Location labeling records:
>> START

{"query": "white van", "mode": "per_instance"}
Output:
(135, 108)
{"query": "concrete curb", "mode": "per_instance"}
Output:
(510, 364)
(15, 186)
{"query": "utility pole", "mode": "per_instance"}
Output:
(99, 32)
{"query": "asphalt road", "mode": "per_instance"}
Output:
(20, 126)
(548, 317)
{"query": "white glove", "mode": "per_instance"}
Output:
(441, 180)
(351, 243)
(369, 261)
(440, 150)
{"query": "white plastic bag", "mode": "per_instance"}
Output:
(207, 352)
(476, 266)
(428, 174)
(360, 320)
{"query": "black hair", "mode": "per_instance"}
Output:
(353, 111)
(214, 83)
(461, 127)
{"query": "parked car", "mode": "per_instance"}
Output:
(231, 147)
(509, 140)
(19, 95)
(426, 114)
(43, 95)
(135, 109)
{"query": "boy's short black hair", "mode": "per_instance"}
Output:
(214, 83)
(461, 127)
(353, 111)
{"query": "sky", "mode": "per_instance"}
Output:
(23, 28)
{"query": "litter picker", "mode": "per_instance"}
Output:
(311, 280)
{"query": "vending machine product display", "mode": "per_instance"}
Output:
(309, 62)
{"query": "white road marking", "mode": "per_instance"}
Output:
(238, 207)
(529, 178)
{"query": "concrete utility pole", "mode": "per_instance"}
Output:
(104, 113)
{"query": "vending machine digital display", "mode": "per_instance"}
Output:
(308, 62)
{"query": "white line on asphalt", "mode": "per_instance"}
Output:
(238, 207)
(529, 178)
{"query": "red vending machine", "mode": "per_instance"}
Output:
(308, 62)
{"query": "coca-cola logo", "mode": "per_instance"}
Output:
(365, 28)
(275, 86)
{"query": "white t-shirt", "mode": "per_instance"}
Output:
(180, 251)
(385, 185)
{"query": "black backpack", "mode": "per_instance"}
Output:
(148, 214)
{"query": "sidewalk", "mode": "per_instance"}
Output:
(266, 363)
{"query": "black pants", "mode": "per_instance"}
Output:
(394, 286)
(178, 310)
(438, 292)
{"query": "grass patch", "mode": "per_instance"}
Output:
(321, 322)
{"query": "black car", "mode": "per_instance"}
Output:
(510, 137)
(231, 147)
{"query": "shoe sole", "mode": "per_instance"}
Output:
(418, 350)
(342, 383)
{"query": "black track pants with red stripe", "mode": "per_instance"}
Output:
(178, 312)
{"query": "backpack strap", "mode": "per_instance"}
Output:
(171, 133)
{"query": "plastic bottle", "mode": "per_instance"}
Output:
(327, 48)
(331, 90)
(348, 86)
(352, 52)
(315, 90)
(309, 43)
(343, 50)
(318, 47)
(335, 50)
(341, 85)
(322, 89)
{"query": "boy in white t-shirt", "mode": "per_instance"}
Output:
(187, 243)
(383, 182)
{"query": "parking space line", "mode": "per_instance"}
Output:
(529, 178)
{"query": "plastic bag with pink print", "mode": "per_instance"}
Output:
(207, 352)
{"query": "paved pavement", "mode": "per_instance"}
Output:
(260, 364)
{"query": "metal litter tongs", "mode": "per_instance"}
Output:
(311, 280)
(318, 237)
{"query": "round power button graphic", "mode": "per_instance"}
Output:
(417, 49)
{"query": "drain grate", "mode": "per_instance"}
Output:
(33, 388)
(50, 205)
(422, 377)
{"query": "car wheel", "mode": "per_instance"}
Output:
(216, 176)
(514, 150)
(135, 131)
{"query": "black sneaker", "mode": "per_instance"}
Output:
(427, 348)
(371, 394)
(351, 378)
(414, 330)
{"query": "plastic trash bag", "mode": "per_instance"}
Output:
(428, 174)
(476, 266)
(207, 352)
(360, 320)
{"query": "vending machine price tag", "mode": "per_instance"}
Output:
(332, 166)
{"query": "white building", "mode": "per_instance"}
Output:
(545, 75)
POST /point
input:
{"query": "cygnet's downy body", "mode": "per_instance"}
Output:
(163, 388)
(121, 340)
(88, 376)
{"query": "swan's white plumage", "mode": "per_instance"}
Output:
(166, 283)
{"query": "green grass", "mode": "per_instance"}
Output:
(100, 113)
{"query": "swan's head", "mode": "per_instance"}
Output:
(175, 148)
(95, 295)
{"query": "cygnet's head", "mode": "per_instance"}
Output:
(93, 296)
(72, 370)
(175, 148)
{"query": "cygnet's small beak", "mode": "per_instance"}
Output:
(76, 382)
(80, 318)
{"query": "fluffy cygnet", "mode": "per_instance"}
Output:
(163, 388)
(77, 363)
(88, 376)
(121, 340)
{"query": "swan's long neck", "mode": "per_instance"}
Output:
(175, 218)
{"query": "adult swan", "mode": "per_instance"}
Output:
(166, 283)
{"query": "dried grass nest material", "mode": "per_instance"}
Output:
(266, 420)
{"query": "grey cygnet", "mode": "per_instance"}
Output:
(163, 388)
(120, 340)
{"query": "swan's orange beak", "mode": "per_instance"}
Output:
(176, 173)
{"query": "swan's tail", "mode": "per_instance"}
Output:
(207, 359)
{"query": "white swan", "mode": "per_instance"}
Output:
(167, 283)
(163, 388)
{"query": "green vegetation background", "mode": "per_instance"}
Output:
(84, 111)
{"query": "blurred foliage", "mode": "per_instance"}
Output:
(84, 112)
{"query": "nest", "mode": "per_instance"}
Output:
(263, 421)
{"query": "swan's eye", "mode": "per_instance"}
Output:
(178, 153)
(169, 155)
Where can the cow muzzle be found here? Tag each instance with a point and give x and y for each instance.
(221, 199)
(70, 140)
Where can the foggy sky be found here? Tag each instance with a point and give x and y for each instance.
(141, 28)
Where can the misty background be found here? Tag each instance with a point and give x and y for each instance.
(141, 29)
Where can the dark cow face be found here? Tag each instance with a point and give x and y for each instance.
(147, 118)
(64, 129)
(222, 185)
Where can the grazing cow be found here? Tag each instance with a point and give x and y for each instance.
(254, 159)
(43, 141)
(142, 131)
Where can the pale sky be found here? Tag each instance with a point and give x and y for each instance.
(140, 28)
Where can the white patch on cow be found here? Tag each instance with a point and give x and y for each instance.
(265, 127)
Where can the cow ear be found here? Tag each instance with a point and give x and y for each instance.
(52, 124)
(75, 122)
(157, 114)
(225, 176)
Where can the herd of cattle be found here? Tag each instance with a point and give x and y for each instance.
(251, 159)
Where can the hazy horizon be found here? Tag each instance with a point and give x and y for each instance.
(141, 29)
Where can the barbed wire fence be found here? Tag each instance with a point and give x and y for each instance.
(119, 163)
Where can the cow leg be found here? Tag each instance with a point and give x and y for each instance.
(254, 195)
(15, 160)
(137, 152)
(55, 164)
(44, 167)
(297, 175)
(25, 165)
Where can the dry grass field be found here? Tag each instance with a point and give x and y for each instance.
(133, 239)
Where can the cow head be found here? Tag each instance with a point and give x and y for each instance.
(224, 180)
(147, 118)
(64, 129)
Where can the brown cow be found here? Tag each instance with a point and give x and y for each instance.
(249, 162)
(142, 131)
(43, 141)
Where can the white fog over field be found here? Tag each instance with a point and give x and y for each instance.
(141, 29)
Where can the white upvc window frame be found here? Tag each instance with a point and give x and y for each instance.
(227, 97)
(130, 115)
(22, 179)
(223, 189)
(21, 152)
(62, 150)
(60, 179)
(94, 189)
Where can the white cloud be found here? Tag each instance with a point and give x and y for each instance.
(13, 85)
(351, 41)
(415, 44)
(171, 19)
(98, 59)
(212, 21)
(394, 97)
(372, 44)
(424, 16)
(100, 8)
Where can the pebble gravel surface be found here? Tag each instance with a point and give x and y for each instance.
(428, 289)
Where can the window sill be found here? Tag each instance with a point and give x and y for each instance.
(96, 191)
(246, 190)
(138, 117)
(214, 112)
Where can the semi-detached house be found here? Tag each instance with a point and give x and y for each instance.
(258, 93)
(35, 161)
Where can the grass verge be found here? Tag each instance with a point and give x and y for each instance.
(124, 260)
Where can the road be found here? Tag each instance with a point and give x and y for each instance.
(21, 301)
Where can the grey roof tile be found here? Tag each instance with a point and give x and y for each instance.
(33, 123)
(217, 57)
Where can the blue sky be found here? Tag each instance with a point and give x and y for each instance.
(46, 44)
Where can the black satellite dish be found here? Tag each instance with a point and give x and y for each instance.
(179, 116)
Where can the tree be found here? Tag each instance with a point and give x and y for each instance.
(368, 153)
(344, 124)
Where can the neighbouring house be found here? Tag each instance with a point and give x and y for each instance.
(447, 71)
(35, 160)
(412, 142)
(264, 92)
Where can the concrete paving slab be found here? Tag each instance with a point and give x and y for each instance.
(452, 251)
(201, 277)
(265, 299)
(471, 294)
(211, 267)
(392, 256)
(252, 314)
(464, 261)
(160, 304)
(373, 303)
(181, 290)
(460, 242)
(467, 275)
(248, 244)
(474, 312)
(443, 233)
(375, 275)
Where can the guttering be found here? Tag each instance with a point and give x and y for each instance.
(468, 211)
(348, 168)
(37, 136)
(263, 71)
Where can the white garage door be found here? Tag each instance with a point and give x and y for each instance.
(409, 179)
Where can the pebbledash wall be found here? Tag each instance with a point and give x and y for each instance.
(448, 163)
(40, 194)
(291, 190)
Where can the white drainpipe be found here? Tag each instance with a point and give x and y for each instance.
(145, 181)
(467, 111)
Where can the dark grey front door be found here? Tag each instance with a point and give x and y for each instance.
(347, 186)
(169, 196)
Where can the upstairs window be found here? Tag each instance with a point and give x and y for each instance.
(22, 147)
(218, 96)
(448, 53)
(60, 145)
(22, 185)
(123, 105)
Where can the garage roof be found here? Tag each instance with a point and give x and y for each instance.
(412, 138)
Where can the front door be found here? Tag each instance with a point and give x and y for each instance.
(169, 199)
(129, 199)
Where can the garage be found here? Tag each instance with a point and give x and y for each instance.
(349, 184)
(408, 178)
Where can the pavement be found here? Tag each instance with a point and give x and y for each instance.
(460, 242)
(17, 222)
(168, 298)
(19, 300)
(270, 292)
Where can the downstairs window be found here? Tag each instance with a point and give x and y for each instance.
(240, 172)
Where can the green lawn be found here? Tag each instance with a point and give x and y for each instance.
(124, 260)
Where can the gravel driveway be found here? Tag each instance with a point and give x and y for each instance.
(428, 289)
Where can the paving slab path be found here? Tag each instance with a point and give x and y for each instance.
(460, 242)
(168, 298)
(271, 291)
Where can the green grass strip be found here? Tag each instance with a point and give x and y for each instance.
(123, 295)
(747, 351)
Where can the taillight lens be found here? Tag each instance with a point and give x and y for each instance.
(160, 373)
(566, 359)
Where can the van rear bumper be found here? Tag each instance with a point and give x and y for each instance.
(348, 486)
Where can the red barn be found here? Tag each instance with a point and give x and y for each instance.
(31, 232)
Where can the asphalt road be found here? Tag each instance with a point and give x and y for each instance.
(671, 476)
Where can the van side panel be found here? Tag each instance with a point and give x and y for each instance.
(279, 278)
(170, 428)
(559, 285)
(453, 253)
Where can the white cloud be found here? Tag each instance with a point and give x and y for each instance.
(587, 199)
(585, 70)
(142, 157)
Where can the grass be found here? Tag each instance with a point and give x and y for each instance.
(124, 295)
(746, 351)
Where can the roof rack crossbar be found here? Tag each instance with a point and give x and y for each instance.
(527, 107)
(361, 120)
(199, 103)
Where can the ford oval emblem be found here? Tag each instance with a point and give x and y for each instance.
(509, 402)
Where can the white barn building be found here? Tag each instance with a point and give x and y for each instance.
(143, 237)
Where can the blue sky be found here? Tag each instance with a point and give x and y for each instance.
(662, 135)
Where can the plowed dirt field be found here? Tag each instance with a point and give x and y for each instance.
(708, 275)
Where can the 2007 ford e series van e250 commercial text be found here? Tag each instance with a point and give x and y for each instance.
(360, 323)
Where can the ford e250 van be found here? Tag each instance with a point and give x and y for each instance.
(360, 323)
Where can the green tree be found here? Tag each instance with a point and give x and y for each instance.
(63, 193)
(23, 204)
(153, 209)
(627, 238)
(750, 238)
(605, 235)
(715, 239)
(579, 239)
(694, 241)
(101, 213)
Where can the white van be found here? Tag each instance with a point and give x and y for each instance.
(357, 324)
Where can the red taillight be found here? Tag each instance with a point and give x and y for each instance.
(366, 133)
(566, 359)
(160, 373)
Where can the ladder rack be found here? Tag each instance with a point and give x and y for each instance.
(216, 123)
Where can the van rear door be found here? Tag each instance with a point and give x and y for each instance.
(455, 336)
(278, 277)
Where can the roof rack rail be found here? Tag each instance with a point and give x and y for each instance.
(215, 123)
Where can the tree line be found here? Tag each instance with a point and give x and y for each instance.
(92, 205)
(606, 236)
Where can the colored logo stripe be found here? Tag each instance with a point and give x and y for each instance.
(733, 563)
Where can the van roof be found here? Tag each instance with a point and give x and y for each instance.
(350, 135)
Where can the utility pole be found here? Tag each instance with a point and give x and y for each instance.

>> END

Requirement: Set down only these lines, exactly: the line containing "Where can the van rear door" and each line after it, through the end of the listing.

Task output:
Where can the van rear door be found here? Tag each instance with a point and give x and y for each instance.
(455, 336)
(278, 277)
Where can the roof rack rail be found here? Tag each instance with a point and give x and y for each instance.
(215, 123)
Where can the tree line be found here? Tag each instance with a point and give x and y for each instance.
(92, 205)
(606, 236)
Where can the colored logo stripe be found here? Tag each instance with a point and give x and y for each instance.
(733, 563)
Where can the van roof be found here? Tag each instance with a point and give x and y for each instance.
(350, 135)
Where can the utility pole be found here? Tag each instance with a point and give x and y for each instance.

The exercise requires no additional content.